Point placement records
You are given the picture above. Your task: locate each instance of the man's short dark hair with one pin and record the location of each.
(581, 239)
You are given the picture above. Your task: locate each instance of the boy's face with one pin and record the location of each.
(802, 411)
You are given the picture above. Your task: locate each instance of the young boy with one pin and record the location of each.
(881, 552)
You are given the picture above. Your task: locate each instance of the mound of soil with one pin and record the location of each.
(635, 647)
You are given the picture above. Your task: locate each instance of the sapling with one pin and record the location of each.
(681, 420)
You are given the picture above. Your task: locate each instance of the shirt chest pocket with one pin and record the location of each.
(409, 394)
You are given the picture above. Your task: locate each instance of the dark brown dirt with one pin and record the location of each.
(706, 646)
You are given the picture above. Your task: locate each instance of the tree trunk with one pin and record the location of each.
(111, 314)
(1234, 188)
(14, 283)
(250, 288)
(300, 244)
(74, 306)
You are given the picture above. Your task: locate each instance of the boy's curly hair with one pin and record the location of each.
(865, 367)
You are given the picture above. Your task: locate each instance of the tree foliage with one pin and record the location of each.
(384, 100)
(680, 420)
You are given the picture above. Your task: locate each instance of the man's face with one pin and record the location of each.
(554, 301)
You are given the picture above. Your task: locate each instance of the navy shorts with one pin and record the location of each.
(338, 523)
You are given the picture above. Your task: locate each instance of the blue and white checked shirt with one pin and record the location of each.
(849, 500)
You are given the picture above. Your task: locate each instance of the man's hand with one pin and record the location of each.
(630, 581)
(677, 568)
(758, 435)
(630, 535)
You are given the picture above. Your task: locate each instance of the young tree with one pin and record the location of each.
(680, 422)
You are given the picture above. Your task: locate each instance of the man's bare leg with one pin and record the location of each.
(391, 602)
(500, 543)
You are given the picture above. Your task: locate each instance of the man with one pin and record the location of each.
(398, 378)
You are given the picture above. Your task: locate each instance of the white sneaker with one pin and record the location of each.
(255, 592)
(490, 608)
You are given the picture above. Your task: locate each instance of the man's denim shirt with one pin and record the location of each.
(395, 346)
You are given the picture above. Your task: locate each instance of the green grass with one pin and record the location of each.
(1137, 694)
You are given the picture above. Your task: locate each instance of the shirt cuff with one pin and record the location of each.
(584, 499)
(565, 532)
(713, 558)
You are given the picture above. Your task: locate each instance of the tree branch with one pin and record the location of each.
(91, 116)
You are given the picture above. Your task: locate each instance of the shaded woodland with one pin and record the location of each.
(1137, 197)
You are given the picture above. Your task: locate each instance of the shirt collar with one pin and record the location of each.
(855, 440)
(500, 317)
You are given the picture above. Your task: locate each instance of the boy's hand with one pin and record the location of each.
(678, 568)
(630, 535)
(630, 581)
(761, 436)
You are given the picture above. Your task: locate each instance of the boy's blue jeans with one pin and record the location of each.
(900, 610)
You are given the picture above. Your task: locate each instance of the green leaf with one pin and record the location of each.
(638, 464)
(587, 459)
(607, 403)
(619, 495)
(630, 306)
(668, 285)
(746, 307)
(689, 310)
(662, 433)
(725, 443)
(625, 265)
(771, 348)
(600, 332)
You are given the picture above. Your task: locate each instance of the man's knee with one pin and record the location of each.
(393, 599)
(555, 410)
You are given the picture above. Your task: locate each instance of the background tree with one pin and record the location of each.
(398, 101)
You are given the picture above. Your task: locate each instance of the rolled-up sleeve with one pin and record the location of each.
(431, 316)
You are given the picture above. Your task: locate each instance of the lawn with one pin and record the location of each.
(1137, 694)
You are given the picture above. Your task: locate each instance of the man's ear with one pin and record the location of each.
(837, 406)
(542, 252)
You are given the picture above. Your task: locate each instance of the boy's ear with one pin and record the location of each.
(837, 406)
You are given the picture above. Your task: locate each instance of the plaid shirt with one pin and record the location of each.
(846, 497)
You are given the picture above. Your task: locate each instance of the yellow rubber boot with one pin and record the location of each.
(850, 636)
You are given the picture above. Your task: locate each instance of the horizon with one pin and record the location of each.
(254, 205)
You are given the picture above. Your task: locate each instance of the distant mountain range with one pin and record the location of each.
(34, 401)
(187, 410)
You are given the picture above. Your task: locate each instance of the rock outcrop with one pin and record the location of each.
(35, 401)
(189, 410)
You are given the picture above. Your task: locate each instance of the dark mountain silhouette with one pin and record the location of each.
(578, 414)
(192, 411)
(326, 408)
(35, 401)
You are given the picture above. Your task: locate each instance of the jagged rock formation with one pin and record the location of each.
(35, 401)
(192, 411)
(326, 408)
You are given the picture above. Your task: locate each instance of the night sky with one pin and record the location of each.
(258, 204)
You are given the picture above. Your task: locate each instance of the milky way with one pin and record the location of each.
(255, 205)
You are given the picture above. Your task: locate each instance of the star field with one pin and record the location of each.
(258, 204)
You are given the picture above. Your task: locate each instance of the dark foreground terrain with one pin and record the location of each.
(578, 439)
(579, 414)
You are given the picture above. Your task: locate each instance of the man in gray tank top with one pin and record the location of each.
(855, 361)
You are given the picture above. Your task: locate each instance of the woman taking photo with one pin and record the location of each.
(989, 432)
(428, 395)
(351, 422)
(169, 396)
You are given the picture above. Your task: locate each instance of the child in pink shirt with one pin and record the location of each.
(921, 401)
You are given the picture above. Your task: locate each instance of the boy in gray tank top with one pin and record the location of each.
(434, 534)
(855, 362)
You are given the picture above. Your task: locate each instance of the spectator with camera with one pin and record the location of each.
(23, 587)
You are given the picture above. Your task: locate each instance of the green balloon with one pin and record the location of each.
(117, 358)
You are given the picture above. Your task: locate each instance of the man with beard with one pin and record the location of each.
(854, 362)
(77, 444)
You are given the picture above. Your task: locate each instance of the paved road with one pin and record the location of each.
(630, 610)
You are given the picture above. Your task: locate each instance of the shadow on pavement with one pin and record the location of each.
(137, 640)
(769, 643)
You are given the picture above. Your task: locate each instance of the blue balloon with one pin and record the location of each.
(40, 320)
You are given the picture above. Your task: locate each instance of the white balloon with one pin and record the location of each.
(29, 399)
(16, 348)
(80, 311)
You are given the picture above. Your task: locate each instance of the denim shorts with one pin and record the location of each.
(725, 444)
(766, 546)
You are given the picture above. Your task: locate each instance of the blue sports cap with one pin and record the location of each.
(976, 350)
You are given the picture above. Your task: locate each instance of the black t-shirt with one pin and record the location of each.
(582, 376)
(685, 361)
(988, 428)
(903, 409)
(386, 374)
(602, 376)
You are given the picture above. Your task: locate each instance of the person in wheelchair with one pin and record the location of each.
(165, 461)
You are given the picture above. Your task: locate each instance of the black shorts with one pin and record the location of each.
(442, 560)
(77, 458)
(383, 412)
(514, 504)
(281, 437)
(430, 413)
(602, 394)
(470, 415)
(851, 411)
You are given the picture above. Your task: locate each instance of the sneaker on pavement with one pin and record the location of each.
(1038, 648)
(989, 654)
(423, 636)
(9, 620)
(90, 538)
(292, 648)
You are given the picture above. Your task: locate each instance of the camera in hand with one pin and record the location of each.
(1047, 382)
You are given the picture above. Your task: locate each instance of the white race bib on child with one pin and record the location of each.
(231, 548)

THE TASK — Please repeat the material above, word for word and in full.

SOLVED EXERCISE —
You are given the picture above. Your task: locate each instance of the man's short dark hair with one pin and record the location of each.
(581, 239)
You are given the picture above. Your task: locate each instance of the boy's face with one pin and record the location of each.
(802, 411)
You are given the picture above. Your task: locate each instance of the young boy with one pin and record the location of each.
(881, 552)
You are given the picture above. Your task: locate each instance of the mound of soil with one pin and record the location of each.
(635, 647)
You are given the picture above. Your task: locate each instance of the sapling with one pin and record the location of each.
(681, 420)
You are given the picture above. Your task: locate each instance of the shirt chest pocket with one pin and record the location of each.
(409, 394)
You are given the picture above. Your task: locate each instance of the dark brown dirt with one pin and record the location of each.
(706, 646)
You are given the picture above. Your task: locate each instance of the tree trunk with one pin and record the location of each.
(111, 314)
(1234, 188)
(14, 283)
(250, 288)
(300, 244)
(74, 306)
You are given the picture above. Your task: locate each instance of the boy's curly hair with one pin and record the location of each.
(865, 367)
You are given the picture above. Your task: locate each instance of the tree foliage with one pin and record the location of each.
(384, 100)
(680, 420)
You are given the picture above. Your task: locate each instance of the man's face with one pin and record the location of each.
(554, 301)
You are given the picture above. Your task: locate each instance of the navy shorts with one pin and record the location of each.
(338, 523)
You are given the picture above. Your task: locate each instance of the blue and white checked shirt with one pin and record the location of each.
(849, 500)
You are given the picture above. Your task: locate each instance of the man's hand with one pin and record the location of each.
(630, 581)
(677, 568)
(758, 435)
(630, 535)
You are given the picture above. Your task: locate each instance of the young tree with one pin and record the location of each.
(680, 422)
You are given the picture above. Your task: locate each instance of the man's bare leg with one pin and record the location of each.
(391, 602)
(500, 543)
You are given the picture above. Your task: locate each instance of the man with one pin and record the location of each.
(398, 378)
You are given the picture above. Your task: locate each instance of the white sneaker with one pin and record the location of each.
(255, 592)
(490, 608)
You are given the picture above. Your task: locate each instance of the man's denim shirt with one pin and record the location of each.
(395, 346)
You are given the picture above. Your task: locate each instance of the green grass with one pin and record the location of each.
(1137, 694)
You are given the picture above. Your task: locate each instance of the shirt cuff with one pin and record the location of each.
(584, 499)
(565, 532)
(713, 558)
You are given the picture above. Your task: locate each instance of the tree branch with one pin and record the location of each.
(91, 116)
You are given the picture above. Your task: locate each instance of the shaded woodland with one pin and record the location of each.
(1137, 197)
You are given the picture above. Your task: locate each instance of the shirt collar with one pin and record the location of each.
(855, 440)
(500, 317)
You are given the picture above. Your task: locate each instance of the boy's hand with one pin and record the location of each.
(678, 568)
(630, 535)
(630, 581)
(761, 436)
You are given the picture above. Your task: locate each instance of the boy's blue jeans with one pin and record the location of each.
(900, 610)
You are given the picture above. Your task: locate each instance of the green leaf with one pin and record the location of each.
(638, 464)
(587, 459)
(607, 403)
(619, 495)
(630, 306)
(668, 285)
(746, 307)
(689, 310)
(662, 433)
(725, 443)
(625, 265)
(771, 348)
(600, 332)
You are given the picture above. Your task: locate each instance of the man's knee with one pin and record the location of each.
(393, 599)
(555, 410)
You are given the picture above. Your task: locate each instance of the background tree with one pin and record the location of each.
(398, 101)
You are given the picture above. Your task: locate each instance of the rolled-up sleeve with one pin and record the location of each.
(431, 316)
You are given the picture above. Your task: locate each instance of the lawn with one pin and record the location of each.
(1137, 694)
You are given the picture above. Your task: locate each instance of the man's ear with one pin and record the location of each.
(837, 406)
(542, 252)
You are given the picture above. Your task: locate each instance of the boy's ear with one pin and record the location of each.
(837, 406)
You are given the picture above. Your task: locate each instance of the plaid shirt with one pin and record the location of each.
(846, 497)
You are given the picture above. Your task: locate each instance of the yellow rubber boot with one pin and record the location of each.
(850, 636)
You are given the picture above. Your task: locate each instance of the horizon with one pin and record the location of each.
(254, 205)
You are given the picture above. Your task: locate each instance of the distant mountain range with one pin and record the location of each.
(34, 401)
(187, 410)
You are given the picture above. Your task: locate each instance of the rock outcrop with one pin and record the location of each.
(35, 401)
(189, 410)
You are given the picture above. Your task: locate each instance of the dark mountain silhouette with one pin and record the location of each.
(578, 414)
(192, 411)
(326, 408)
(35, 401)
You are given the picture above. Your task: locate each instance of the jagged rock formation with one pin and record the location of each.
(35, 401)
(192, 411)
(326, 408)
You are given the picture above. Your task: locate each instance of the night sky with one pin and record the location of each.
(258, 204)
You are given the picture above. Your task: locate each instance of the milky way with one pin and record the location of each.
(255, 205)
You are given the picture above. Your task: locate each instance of the star field with one pin and record the location of each.
(258, 204)
You are given the picture above. Your task: locate each instance of the dark foreground terrain with one pin and record the location of each.
(578, 439)
(579, 414)
You are given the picture above. Your task: locate each instance of the man in gray tank top with one pin and record the location of each.
(855, 361)
You are given the picture above. Your task: locate each instance of the woman taking photo with one pin and record the location of each.
(989, 432)
(428, 395)
(351, 422)
(169, 396)
You are given the picture above. Your task: locate each instance of the child in pink shirt with one pin and record the location of each.
(921, 401)
You are given the picture above. Your task: locate each instance of the boy in gray tank top with one pin and record the location of each.
(434, 534)
(855, 362)
You are given the picture above. Your task: locate each instance of the spectator with camera with one pin and record the location of each.
(23, 587)
You are given the picture above. Your task: locate each instance of the green balloon with one pin and record the location of each.
(117, 358)
You are given the picture above. Your task: locate each instance of the man with beard with one pin and record the location of each.
(854, 362)
(77, 444)
You are given the picture above. Your task: locate each instance of the paved road with one pin and record the location of each.
(630, 610)
You are given the picture above. Your task: locate each instance of the shadow on pavement with one pin and record the location of each.
(137, 640)
(769, 643)
You are given the picture above. Your task: locate each instance of the blue balloon with one pin and record the location of each.
(40, 320)
You are given the picture above. Your task: locate each instance of the white balloon with one pin and record the location of each.
(29, 399)
(16, 348)
(80, 311)
You are given the picture above. Your task: locate each instance of the denim shorts with one pin and record the location of each.
(725, 444)
(766, 546)
You are given the picture above. Your task: locate each instance of the blue sports cap with one pin and record the location of each.
(976, 350)
You are given the picture above. Your task: locate each instance of the black t-shirt with one pin and record the location of each.
(582, 376)
(685, 361)
(988, 428)
(903, 409)
(386, 374)
(602, 376)
You are given the picture above. Your task: locate each instance of the person in wheelchair with one pin and record the location of each.
(165, 461)
You are given the picture above. Your task: locate each instance of the black shorts with one pin and record the location of each.
(442, 560)
(77, 458)
(383, 412)
(514, 504)
(281, 437)
(430, 413)
(602, 394)
(470, 415)
(851, 411)
You are given the picture above. Your task: locate each instance of the sneaker on pavement with one pin and record the location of each.
(1038, 648)
(989, 654)
(423, 636)
(9, 620)
(90, 538)
(292, 648)
You are given the picture above. Your task: locate each instance of the camera in hand with one pin and record the location of each.
(1047, 382)
You are given the picture above. Your task: locate each instance of the white race bib on child with one pin and record the location of each.
(231, 548)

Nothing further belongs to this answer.